IL PROBLEMA: Riporta alla lettera le righe comprese tra quella che contiene "[indicate] one point per instance, sample <point>159,21</point>." e quella che contiene "<point>142,134</point>", entrambe incluse.

DATI DA ELABORARE:

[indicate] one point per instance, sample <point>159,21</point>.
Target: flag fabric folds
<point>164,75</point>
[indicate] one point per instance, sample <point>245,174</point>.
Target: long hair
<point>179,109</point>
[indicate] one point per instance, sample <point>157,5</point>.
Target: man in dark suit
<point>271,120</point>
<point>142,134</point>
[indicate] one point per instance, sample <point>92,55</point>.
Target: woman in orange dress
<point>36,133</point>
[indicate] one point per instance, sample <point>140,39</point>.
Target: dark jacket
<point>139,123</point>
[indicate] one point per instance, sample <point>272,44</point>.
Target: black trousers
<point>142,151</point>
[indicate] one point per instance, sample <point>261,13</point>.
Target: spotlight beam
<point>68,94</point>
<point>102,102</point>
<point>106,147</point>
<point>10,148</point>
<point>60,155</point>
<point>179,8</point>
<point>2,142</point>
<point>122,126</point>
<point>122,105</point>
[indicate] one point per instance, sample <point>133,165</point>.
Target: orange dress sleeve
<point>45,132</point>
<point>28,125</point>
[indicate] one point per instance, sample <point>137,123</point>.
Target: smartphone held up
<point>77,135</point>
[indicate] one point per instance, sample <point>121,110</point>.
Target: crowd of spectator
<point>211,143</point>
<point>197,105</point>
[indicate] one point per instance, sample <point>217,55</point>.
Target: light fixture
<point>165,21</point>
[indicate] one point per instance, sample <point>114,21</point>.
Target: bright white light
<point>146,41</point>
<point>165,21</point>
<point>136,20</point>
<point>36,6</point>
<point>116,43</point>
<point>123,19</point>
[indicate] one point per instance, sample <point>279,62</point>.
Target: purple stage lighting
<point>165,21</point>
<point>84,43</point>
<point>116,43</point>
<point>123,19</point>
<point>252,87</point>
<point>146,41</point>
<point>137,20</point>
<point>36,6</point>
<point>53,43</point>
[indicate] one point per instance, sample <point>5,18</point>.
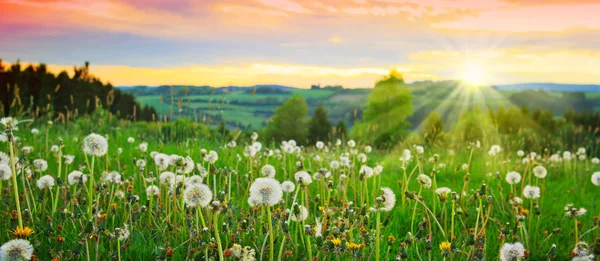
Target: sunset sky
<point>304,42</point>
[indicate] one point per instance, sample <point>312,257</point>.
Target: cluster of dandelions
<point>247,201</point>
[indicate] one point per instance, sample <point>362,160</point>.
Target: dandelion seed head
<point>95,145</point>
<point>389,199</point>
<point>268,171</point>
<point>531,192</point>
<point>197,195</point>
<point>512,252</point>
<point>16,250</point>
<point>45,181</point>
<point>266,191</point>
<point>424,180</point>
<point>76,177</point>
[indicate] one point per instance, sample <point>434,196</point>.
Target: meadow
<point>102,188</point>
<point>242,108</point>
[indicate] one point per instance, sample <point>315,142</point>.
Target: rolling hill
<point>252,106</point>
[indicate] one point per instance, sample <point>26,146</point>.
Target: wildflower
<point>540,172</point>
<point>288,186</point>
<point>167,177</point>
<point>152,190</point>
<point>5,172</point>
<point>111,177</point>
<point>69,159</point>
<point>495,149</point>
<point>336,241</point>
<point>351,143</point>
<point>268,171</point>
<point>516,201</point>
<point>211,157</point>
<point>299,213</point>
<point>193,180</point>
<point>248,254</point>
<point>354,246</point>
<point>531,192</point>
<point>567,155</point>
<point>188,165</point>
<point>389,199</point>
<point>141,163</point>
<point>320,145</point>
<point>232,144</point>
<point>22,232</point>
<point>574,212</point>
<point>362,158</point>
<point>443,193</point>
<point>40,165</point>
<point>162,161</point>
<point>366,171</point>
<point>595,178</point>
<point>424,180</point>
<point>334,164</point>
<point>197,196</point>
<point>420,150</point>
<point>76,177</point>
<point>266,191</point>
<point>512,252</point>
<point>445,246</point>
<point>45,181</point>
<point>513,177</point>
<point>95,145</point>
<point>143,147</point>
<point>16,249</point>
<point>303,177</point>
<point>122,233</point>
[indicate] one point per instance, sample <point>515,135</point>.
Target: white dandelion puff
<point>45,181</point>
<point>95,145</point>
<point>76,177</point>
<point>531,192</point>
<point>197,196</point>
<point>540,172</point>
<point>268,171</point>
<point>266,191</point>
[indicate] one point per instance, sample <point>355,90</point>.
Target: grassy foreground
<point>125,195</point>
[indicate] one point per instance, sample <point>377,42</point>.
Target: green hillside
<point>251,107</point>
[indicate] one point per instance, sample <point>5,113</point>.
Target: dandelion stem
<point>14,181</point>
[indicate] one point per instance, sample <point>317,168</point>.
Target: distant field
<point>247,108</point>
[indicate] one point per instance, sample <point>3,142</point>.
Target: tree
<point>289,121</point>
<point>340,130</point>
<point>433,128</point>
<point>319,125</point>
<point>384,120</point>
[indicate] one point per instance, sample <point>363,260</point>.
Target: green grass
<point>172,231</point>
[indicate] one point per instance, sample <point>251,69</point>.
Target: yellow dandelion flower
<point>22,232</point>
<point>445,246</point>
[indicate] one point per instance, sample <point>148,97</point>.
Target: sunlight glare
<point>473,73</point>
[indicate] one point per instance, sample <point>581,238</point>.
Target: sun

==

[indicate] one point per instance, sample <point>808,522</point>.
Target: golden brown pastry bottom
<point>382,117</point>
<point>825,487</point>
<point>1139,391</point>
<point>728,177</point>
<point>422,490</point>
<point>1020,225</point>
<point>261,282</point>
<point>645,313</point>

COMPITO SVOLTO:
[indicate] one point per instance, sample <point>159,21</point>.
Target: flag fabric folds
<point>164,75</point>
[indicate] one point per instance, sample <point>245,174</point>.
Target: long hair
<point>179,109</point>
[indicate] one point per instance, sample <point>157,5</point>.
Target: man in dark suit
<point>271,120</point>
<point>142,134</point>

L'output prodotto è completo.